__WHAT YOU NEED TO DO__.
A: According to the text on salient object detection, what does 3MNet use as its main structure?
B: Reproduce the stretch of the salient object detection text from "(1) The proposed" through "our network structure.".

__TEXT SEGMENT__.
= = = =
Fig. 1 — Applications of salient object detection in video technology. These images are selected from the Chinese video site “Bilibili” and the video conferencing software “Zoom”

Early saliency detection techniques were mainly based on the extraction of certain artificial features. Limited by prior knowledge, these methods sometimes cannot achieve better results in natural scenes. We focus on making full use of deep information at different levels and modeling the image with multi-level mine the information.

Convolutional neural networks can effectively extract the features of the image. The low-level layers usually have smaller receptive fields and can focus on local details of the image, such as edge information. However, unlike the edge detection in traditional tasks, we mainly focus on salient objects and ignore the cluttered lines in the background; as such, we use salient foreground contours as an auxiliary task for our salient object detection.

Most existing methods simply merge multi-channel feature maps, ignoring the variety of effects that different feature channels may have on the final saliency map. We model the feature channels explicitly, introduce a global pooling method with a large visual receptive field into the modeling of the feature channels and reweight each feature channel.

In general, our proposed 3MNet uses a U-shaped structure as the main structure, with contour detection branches as auxiliary tasks, and introduces channel reweighting modules in the network structure, so as to explicitly model and combine the multi-task, multi-level and multi-channel features of the image. Specifically, the contour detection task can refine the edge details of salient objects. The multi-level network structure can better aggregate the local and global feature information of the image. Multiple multi-channel feature maps are generated in the deep network. Modeling the channel features helps to mine the deep channel information in the image and enhance the weight of high contribution channels. Our subsequent experiments also proved that combining multiple image features can effectively improve the detection accuracy.

The main contributions of this paper are as follows:

(1) The proposed 3MNet makes full use of the deep salient information in the image and combines the multi-task, multi-level and multi-channel features to explicitly model the saliency detection task. We have achieved good results on the basis of salient object detection tasks, supplemented by target contour detection.

(2) Compared with traditional models and some other deep detection models, our model has higher accuracy, and multiple evaluation indicators on the five most commonly used data sets are ahead of other methods. In addition, we conducted a series of ablation experiments to verify the effectiveness of our network structure.

(3) Our training process requires saliency object contour information. Therefore, we provide saliency target contour ground-truth maps of multiple training sets as a supplement to the training set, so that researchers can adopt more optional auxiliary methods for saliency detection.
= = = =
__DATA BLOCK__.
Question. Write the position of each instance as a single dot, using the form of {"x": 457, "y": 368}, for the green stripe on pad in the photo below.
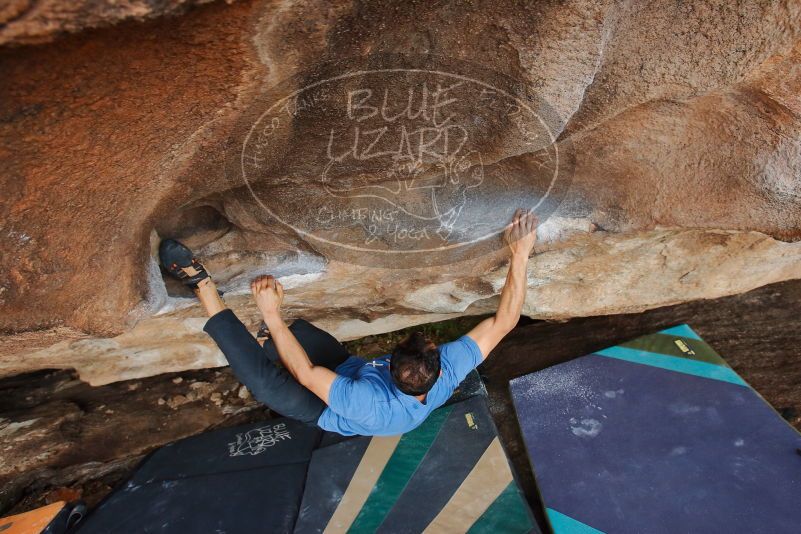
= = = =
__SOLVED PROBLEMS__.
A: A U-shaped structure.

B:
(1) The proposed 3MNet makes full use of the deep salient information in the image and combines the multi-task, multi-level and multi-channel features to explicitly model the saliency detection task. We have achieved good results on the basis of salient object detection tasks, supplemented by target contour detection.

(2) Compared with traditional models and some other deep detection models, our model has higher accuracy, and multiple evaluation indicators on the five most commonly used data sets are ahead of other methods. In addition, we conducted a series of ablation experiments to verify the effectiveness of our network structure.